WHAT YOU WILL DO: Each line below should be quoted exactly, please.

BEGIN

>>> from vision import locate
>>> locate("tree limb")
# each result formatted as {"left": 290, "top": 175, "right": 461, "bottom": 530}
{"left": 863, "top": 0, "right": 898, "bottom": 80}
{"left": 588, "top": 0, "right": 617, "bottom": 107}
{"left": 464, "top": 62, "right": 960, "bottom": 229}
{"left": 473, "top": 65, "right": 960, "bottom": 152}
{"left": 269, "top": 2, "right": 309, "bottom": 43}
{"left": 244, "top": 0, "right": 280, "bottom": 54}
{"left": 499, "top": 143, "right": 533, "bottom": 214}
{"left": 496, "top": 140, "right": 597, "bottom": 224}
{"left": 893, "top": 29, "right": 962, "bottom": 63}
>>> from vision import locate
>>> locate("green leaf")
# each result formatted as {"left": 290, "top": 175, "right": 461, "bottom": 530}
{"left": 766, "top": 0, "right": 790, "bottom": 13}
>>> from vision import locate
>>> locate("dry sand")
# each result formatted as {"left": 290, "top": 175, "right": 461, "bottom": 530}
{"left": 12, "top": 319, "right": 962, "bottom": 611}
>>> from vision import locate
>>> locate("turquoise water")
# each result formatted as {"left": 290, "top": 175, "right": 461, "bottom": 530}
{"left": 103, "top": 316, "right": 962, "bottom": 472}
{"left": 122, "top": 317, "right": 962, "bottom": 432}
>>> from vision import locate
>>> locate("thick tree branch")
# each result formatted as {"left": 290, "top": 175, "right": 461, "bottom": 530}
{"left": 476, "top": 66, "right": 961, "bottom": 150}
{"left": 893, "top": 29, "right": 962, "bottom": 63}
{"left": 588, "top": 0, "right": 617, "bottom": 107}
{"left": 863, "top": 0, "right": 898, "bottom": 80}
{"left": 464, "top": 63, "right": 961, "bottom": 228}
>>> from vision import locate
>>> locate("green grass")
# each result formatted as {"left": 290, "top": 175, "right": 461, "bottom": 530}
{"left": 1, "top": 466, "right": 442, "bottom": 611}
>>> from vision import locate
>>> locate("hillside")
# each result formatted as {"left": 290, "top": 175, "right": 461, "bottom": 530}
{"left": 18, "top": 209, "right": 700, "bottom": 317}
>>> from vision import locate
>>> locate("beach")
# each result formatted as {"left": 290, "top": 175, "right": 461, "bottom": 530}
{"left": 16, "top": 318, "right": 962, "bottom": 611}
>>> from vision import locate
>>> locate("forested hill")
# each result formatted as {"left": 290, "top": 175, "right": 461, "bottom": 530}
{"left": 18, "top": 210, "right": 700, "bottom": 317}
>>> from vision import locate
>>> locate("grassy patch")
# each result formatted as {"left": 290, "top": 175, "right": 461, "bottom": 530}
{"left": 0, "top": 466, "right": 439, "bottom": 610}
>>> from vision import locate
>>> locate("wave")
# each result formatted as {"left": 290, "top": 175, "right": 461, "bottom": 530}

END

TASK RESPONSE:
>>> from vision import locate
>>> locate("tree limb")
# each result formatted as {"left": 290, "top": 175, "right": 461, "bottom": 530}
{"left": 863, "top": 0, "right": 898, "bottom": 80}
{"left": 588, "top": 0, "right": 617, "bottom": 107}
{"left": 464, "top": 62, "right": 960, "bottom": 229}
{"left": 473, "top": 65, "right": 960, "bottom": 152}
{"left": 269, "top": 2, "right": 309, "bottom": 43}
{"left": 244, "top": 0, "right": 280, "bottom": 54}
{"left": 499, "top": 143, "right": 533, "bottom": 214}
{"left": 496, "top": 140, "right": 597, "bottom": 224}
{"left": 893, "top": 29, "right": 962, "bottom": 63}
>>> from vision import locate
>>> locate("green leaf")
# each result formatted as {"left": 290, "top": 175, "right": 461, "bottom": 530}
{"left": 766, "top": 0, "right": 790, "bottom": 13}
>>> from vision import locate
>>> locate("dry sand")
# each result formatted as {"left": 290, "top": 175, "right": 461, "bottom": 530}
{"left": 12, "top": 319, "right": 962, "bottom": 611}
>>> from vision import locate
>>> locate("turquoise water")
# each result formatted as {"left": 290, "top": 175, "right": 461, "bottom": 530}
{"left": 103, "top": 316, "right": 962, "bottom": 472}
{"left": 122, "top": 317, "right": 962, "bottom": 432}
>>> from vision import locate
>>> locate("thick tree branch")
# each result formatted as {"left": 290, "top": 175, "right": 461, "bottom": 530}
{"left": 476, "top": 66, "right": 961, "bottom": 150}
{"left": 893, "top": 29, "right": 962, "bottom": 63}
{"left": 588, "top": 0, "right": 617, "bottom": 107}
{"left": 863, "top": 0, "right": 898, "bottom": 80}
{"left": 464, "top": 63, "right": 961, "bottom": 228}
>>> from vision import locate
>>> locate("green grass")
# each result formatted as {"left": 290, "top": 175, "right": 461, "bottom": 530}
{"left": 1, "top": 466, "right": 442, "bottom": 611}
>>> from vision import locate
>>> locate("hillside")
# each result formatted as {"left": 290, "top": 175, "right": 461, "bottom": 530}
{"left": 18, "top": 209, "right": 700, "bottom": 317}
>>> from vision import locate
>>> locate("beach")
# each result formatted as {"left": 290, "top": 175, "right": 461, "bottom": 530}
{"left": 16, "top": 318, "right": 962, "bottom": 611}
>>> from vision import locate
>>> locate("forested hill")
# each result formatted as {"left": 290, "top": 175, "right": 461, "bottom": 530}
{"left": 18, "top": 210, "right": 700, "bottom": 317}
>>> from vision import locate
>>> locate("grassy patch")
# each result formatted as {"left": 290, "top": 175, "right": 461, "bottom": 530}
{"left": 0, "top": 466, "right": 439, "bottom": 610}
>>> from vision import locate
>>> locate("wave")
# each result formatted as {"left": 290, "top": 175, "right": 461, "bottom": 530}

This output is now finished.